[Einträge aus einer Sammlung]
******************************

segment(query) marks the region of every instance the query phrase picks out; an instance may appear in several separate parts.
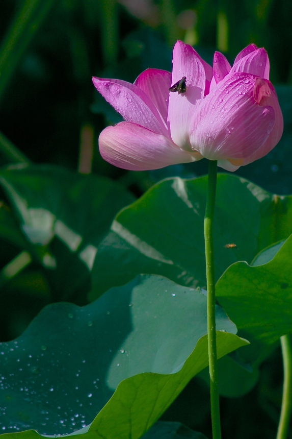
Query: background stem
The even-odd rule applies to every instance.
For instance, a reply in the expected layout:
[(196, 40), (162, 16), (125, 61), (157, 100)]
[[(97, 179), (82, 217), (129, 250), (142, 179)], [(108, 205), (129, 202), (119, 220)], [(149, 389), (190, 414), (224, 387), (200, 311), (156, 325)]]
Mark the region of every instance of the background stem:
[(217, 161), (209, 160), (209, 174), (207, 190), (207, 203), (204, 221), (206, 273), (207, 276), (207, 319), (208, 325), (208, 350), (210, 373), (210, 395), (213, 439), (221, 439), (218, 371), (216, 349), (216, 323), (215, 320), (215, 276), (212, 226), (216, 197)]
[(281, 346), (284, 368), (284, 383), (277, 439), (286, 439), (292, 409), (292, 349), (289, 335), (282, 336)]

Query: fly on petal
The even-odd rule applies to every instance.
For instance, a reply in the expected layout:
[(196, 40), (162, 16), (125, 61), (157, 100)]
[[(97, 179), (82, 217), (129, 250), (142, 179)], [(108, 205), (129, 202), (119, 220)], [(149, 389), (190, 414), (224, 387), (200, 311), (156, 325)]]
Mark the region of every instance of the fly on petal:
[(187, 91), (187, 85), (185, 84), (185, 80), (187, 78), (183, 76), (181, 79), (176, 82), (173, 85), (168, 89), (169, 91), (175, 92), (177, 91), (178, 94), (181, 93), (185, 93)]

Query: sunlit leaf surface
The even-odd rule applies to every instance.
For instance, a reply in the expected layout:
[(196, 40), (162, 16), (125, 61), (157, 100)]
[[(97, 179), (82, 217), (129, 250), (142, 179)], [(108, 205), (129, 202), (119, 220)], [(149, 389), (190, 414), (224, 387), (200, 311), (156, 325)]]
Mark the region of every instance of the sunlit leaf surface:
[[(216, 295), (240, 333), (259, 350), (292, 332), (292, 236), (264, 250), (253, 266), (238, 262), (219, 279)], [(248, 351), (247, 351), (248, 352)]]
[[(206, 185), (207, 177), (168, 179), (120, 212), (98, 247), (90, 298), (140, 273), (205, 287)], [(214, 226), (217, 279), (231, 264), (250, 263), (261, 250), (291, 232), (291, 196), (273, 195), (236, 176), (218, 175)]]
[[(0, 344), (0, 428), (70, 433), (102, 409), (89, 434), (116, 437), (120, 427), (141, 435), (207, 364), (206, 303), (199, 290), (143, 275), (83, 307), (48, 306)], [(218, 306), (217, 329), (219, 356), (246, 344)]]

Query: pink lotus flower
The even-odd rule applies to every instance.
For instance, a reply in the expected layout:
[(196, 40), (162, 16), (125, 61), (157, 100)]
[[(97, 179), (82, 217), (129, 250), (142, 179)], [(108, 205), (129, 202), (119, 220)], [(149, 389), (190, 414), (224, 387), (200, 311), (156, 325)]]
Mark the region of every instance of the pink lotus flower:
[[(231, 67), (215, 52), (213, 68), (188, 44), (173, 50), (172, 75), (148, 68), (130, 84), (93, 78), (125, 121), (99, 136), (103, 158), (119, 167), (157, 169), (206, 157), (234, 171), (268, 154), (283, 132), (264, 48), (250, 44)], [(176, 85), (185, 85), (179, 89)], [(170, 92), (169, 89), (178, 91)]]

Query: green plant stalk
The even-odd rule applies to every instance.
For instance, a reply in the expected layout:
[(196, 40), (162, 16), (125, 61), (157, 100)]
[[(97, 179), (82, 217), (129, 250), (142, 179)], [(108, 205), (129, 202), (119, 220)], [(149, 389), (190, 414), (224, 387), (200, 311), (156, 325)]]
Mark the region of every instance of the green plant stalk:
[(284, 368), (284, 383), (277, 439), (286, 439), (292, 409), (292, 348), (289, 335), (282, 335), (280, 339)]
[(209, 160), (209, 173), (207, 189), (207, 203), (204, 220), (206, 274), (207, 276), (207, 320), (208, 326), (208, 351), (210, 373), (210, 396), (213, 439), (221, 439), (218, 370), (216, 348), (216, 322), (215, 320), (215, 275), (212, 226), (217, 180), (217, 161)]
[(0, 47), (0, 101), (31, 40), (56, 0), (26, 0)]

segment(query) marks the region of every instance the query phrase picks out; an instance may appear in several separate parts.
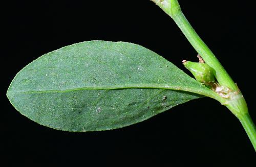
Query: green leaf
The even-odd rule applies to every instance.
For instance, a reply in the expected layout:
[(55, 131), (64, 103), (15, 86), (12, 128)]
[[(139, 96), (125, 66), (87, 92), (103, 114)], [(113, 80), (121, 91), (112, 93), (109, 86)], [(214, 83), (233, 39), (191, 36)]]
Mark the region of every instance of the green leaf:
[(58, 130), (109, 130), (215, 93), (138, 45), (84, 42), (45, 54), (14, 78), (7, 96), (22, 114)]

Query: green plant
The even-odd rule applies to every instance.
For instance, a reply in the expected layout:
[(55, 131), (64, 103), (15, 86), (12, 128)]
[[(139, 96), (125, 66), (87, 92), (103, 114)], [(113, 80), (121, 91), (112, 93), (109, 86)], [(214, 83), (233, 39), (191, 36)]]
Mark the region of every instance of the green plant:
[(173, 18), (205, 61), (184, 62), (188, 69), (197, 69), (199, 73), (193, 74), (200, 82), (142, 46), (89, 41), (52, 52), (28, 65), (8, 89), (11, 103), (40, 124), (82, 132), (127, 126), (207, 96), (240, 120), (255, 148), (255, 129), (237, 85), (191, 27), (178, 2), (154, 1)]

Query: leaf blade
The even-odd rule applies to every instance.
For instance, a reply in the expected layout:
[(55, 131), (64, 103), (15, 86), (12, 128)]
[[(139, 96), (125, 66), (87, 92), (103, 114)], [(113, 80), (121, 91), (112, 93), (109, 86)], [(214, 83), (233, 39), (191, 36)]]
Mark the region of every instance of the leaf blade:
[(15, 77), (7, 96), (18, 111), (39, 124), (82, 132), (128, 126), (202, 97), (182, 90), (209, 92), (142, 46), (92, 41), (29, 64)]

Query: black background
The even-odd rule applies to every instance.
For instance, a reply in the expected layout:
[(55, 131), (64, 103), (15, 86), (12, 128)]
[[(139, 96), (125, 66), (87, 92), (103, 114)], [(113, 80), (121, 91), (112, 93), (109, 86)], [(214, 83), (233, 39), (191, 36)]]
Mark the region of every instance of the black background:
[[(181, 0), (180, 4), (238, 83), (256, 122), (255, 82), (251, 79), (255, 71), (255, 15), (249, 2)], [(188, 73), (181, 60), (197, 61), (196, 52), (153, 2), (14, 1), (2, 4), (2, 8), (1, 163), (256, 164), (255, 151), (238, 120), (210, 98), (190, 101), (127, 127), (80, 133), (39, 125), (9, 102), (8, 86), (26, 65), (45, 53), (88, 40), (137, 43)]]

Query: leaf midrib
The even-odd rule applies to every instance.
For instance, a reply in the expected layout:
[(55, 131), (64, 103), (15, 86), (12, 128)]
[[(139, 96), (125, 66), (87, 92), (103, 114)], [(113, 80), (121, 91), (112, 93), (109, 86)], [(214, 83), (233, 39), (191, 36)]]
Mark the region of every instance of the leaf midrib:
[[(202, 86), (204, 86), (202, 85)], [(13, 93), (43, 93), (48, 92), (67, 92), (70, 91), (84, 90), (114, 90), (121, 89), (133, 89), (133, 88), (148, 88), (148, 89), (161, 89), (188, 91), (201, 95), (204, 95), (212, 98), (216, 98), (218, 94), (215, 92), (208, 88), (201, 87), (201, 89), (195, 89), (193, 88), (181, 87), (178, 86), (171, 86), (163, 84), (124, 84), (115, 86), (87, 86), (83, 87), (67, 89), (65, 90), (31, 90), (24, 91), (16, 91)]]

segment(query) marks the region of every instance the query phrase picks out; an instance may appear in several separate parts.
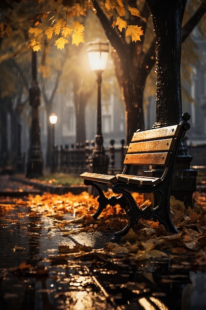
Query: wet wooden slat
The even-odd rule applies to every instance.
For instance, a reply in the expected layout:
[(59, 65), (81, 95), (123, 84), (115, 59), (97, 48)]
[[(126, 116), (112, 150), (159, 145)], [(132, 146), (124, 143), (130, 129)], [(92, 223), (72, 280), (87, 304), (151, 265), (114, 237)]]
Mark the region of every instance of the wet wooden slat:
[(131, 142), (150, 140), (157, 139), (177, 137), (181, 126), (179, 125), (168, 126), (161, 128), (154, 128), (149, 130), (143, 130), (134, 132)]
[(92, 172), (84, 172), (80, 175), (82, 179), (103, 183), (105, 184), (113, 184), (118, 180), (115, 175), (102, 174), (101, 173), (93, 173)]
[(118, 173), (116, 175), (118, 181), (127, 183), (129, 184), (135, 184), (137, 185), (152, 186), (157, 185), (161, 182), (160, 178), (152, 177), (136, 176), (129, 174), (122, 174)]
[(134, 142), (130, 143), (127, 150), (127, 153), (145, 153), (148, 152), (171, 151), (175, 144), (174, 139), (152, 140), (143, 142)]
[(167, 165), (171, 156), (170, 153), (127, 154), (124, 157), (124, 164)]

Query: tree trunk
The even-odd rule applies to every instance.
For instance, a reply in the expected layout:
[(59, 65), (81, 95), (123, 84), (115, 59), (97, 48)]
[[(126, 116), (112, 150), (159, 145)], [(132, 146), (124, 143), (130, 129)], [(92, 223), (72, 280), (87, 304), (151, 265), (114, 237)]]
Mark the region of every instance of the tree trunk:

******************************

# Hinweise zur Aufgabe
Schreiben Sie die Zeilen ab der Zeile, die „Query: tree trunk“ enthält, bis zum Schluss der Einträge wortgetreu ab, und zwar einschließlich der ersten und der letzten dieser Zeilen.

# Lösung der Aufgabe
Query: tree trunk
The even-odd rule applies to every instance.
For instance, a reply in the expected layout:
[(59, 65), (81, 95), (123, 84), (115, 59), (97, 48)]
[[(126, 116), (112, 150), (159, 145)], [(132, 146), (124, 143), (130, 129)], [(92, 223), (72, 280), (87, 304), (151, 265), (114, 237)]]
Mark the region of every instance of the tree trunk:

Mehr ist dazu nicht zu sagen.